(MATERIAL FOR THE TASK):
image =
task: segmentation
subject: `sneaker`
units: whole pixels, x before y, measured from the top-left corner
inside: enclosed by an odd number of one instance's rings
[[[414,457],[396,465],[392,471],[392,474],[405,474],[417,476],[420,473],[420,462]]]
==
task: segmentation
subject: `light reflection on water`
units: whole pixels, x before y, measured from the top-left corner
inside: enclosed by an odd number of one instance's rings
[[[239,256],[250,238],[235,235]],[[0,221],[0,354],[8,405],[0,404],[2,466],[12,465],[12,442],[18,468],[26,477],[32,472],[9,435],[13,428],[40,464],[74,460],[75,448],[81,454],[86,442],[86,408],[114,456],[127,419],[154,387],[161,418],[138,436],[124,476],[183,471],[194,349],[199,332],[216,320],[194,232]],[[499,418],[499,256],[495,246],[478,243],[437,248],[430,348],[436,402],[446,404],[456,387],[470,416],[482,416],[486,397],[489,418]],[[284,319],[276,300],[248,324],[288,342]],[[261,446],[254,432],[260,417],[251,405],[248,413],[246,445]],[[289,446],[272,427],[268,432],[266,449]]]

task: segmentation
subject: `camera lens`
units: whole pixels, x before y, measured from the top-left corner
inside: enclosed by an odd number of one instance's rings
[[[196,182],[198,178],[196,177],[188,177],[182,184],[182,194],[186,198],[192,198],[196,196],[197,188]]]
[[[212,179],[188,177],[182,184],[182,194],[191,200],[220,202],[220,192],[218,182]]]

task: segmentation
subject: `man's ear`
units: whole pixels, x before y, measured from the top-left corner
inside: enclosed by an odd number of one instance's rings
---
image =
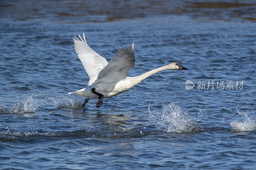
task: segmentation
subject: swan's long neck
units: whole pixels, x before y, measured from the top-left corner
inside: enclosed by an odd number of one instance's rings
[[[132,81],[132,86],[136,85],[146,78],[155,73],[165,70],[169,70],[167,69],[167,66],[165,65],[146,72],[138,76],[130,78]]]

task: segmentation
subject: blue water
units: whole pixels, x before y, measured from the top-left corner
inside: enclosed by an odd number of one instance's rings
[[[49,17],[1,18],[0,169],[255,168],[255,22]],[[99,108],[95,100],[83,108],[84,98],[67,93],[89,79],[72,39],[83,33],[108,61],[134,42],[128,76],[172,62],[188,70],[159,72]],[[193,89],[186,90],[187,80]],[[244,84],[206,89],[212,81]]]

(PROBLEM): Pick out every line above that contains the word "subject" and copy each of those lines in full.

(FULL ANSWER):
subject: `sneaker`
subject: `light reflection on water`
subject: `camera lens`
subject: `man's ear`
subject: swan's long neck
subject: blue water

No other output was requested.